WHAT YOU SHOULD DO. Every record that follows must be duplicated exactly, with images left out.

Natural language region descriptions
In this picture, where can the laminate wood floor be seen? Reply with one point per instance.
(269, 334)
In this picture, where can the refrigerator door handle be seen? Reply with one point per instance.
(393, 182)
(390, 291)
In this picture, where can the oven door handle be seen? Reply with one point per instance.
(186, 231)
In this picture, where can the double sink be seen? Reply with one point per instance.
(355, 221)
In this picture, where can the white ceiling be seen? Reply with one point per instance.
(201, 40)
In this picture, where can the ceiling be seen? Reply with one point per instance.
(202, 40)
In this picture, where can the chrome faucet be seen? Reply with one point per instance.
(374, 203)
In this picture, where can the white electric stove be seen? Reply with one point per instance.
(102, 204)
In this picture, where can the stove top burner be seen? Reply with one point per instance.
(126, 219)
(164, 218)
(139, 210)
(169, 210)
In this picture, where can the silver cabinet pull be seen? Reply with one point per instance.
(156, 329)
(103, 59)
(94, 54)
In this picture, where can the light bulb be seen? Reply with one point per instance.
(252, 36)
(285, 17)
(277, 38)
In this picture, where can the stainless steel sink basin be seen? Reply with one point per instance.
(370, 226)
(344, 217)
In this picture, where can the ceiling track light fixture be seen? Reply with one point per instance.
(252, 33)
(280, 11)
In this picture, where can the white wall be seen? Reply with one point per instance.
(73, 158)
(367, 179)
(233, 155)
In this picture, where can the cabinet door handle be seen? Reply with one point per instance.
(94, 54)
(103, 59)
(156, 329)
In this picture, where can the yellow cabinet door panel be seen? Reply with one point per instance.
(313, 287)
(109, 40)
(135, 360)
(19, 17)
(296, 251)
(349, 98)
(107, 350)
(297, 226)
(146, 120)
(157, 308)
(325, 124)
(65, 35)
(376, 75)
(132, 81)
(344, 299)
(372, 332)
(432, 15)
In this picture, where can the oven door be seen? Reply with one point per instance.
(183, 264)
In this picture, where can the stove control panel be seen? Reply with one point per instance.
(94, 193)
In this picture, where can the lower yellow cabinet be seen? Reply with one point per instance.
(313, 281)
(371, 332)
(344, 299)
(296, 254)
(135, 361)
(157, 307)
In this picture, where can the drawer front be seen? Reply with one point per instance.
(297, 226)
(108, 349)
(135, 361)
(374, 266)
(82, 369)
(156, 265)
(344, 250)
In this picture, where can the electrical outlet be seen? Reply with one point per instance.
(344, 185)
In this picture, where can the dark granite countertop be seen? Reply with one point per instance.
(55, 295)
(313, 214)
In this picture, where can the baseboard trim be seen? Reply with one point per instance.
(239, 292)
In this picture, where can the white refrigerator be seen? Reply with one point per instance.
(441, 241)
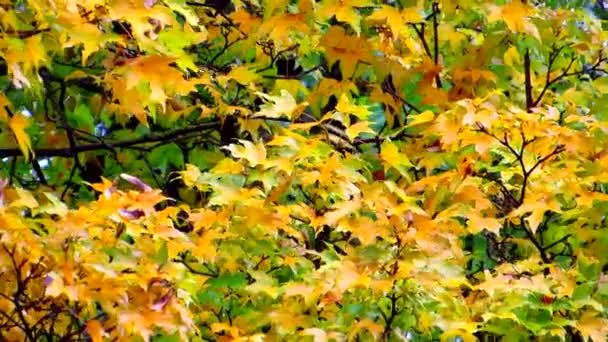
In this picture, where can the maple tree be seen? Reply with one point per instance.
(323, 170)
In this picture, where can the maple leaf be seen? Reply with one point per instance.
(281, 105)
(254, 154)
(347, 49)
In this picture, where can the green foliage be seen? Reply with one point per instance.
(303, 170)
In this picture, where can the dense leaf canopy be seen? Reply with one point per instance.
(324, 170)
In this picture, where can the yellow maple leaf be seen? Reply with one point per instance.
(347, 49)
(18, 123)
(283, 104)
(353, 131)
(347, 107)
(422, 118)
(392, 157)
(345, 11)
(254, 154)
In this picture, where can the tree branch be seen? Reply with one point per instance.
(166, 137)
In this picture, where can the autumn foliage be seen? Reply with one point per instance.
(265, 170)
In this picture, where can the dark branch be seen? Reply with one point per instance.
(166, 137)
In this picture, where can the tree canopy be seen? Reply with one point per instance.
(325, 170)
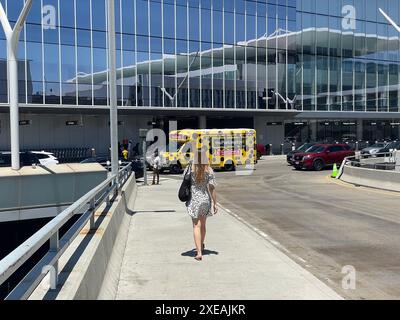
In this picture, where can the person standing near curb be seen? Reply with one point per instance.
(203, 199)
(156, 162)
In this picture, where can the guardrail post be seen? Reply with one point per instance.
(92, 206)
(54, 247)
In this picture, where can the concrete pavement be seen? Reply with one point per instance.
(159, 263)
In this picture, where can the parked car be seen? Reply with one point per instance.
(28, 158)
(394, 145)
(303, 148)
(136, 163)
(374, 149)
(321, 156)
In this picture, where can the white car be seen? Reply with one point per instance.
(45, 158)
(28, 158)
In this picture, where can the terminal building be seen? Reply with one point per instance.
(294, 70)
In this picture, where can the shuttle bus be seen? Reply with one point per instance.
(225, 148)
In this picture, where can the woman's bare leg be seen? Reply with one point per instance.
(197, 236)
(203, 220)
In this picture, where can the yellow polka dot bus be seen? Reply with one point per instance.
(225, 149)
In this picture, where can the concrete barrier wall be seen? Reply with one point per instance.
(31, 193)
(382, 179)
(89, 269)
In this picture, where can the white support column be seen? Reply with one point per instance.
(113, 88)
(12, 36)
(359, 129)
(202, 122)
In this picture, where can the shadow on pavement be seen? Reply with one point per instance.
(192, 253)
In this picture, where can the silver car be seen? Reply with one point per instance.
(374, 149)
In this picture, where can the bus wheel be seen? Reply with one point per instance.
(229, 166)
(175, 168)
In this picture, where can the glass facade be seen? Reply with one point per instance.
(309, 55)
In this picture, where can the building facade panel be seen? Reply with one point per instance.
(312, 56)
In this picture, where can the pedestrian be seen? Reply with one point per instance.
(203, 199)
(130, 146)
(125, 154)
(156, 163)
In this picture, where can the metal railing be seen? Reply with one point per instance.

ANSWER TO THIS TASK.
In this picture, where can the laminate wood floor be seen? Reply with one point per instance.
(269, 334)
In this picture, where can the refrigerator door handle be seen? Reply with one point per instance.
(393, 182)
(390, 291)
In this picture, where can the oven door handle be seen? Reply with one point per instance.
(186, 231)
In this picture, where can the double sink be seen? Reply with one point per instance.
(355, 221)
In this picture, where can the white ceiling be seen? Reply with one point per instance.
(201, 40)
In this picture, where can the ceiling be seen? Reply with one point per instance.
(202, 40)
In this picture, where can the chrome faucet be seen? Reply with one point per instance.
(374, 203)
In this picture, where can the white electric stove be seen? Reply with one point per instance.
(102, 204)
In this picture, where can the stove top burner be seen? Reply with one point per instance.
(126, 219)
(164, 218)
(139, 210)
(169, 210)
In this picture, where can the silver cabinet pull be seen? Reply with one point per instance.
(156, 329)
(103, 59)
(94, 54)
In this picture, where can the light bulb be seen? Reply with one point per instance.
(252, 36)
(285, 17)
(277, 38)
In this picture, where can the stainless steel sink basin be seen? Reply with one point per instance.
(370, 226)
(344, 217)
In this picture, where can the ceiling track light fixture be seen? Reply with one point per instance.
(252, 33)
(280, 11)
In this picture, where can the white wall be seen? Reply with one point per instance.
(73, 158)
(367, 179)
(233, 155)
In this picture, where can the cabinet door handle be seen? Reply with one point per instance.
(94, 54)
(103, 59)
(156, 329)
In this picture, where can the yellow cabinet door panel be seen? Reply with one point per instance.
(313, 287)
(109, 40)
(135, 360)
(19, 17)
(296, 251)
(349, 98)
(107, 350)
(297, 226)
(146, 120)
(157, 308)
(325, 124)
(65, 35)
(376, 75)
(132, 81)
(344, 299)
(372, 332)
(432, 15)
In this picture, where can the oven door be seen? Reply with one point per instance.
(183, 264)
In this picture, where can the stove control panel be seen? Reply with one point per instance.
(94, 193)
In this picture, where can the lower yellow cabinet be seen? Reply with one point per instance.
(313, 281)
(371, 332)
(344, 299)
(296, 254)
(135, 361)
(157, 307)
In this picture, where can the drawer front be seen? Reply with one point per instance.
(297, 226)
(108, 349)
(135, 361)
(374, 266)
(82, 369)
(156, 265)
(344, 250)
In this picture, where can the electrical outlet be seen? Reply with one point per instance.
(344, 185)
In this picture, where can the dark granite countertop be seen? Reply with one point per instance.
(55, 295)
(313, 214)
In this picture, where can the baseboard trim be seen? Reply with one point per instance.
(239, 292)
In this picture, where can the white refrigerator be seen? Reply with one point per instance.
(441, 241)
In this picture, where can the maple tree be seen? Reply with one point per instance.
(323, 170)
In this picture, where can the maple leaf be seen? Reply with one point per instance.
(281, 105)
(254, 154)
(347, 49)
In this picture, where can the green foliage be seen? Reply with one point per instance.
(303, 170)
In this picture, where can the dense leaf canopy be seen? Reply with one point per instance.
(324, 170)
In this picture, where can the yellow maple leaf be seen? Reply with one point per instance.
(347, 49)
(18, 123)
(283, 104)
(353, 131)
(347, 107)
(422, 118)
(392, 157)
(345, 11)
(254, 154)
In this picture, where can the tree branch be seen? Reply with one point per instance.
(166, 137)
In this picture, where can the autumn foliage be seen? Reply with one point per instance.
(265, 170)
In this picture, where can the dark branch be seen? Reply with one point per instance.
(166, 137)
In this picture, where can the tree canopy be seen? Reply with one point per instance.
(325, 170)
In this picture, where can the person standing near curb be seen? Reply with one point per instance.
(203, 199)
(156, 162)
In this picture, where can the guardrail post be seen? Reply with one point per instance.
(92, 206)
(54, 247)
In this picture, where can the concrete pavement be seen? Reply with one point per instance.
(159, 263)
In this picture, where can the parked car be seen? Reply with one point per instance.
(28, 158)
(394, 145)
(303, 148)
(136, 163)
(374, 149)
(321, 156)
In this picture, where can the white car be seen? Reply with one point per instance.
(45, 158)
(28, 158)
In this picture, where can the terminal building be seen? Reply with one point per instance.
(294, 70)
In this picture, where can the shuttle bus be seen? Reply with one point per instance.
(225, 148)
In this picture, where can the woman's bare leg be seen? Reply with one point per instance.
(197, 236)
(203, 220)
In this picture, where can the yellow polka dot bus be seen? Reply with one point per instance.
(225, 149)
In this picture, where can the concrete barrier wall be seen? Reply with one point per instance.
(31, 193)
(382, 179)
(89, 269)
In this picture, where can the white support column be seen? Reply with one point per instance.
(113, 88)
(12, 36)
(359, 129)
(202, 122)
In this picture, where can the shadow on pavement be seen? Reply with one point per instance.
(192, 253)
In this picture, where can the silver car be seen? Reply with one point per instance.
(374, 149)
In this picture, where can the bus wheel be seen? Reply with one point per instance.
(229, 166)
(175, 168)
In this picture, where can the glass facade be seen? Reply with one point per instance.
(309, 55)
In this picture, where can the building facade panel be seen? Reply with one point per instance.
(312, 56)
In this picture, where can the pedestrian be seen? Reply with one point per instance.
(203, 199)
(130, 146)
(125, 154)
(156, 163)
In this picture, where can the metal railing be seen? Reply with one point per instance.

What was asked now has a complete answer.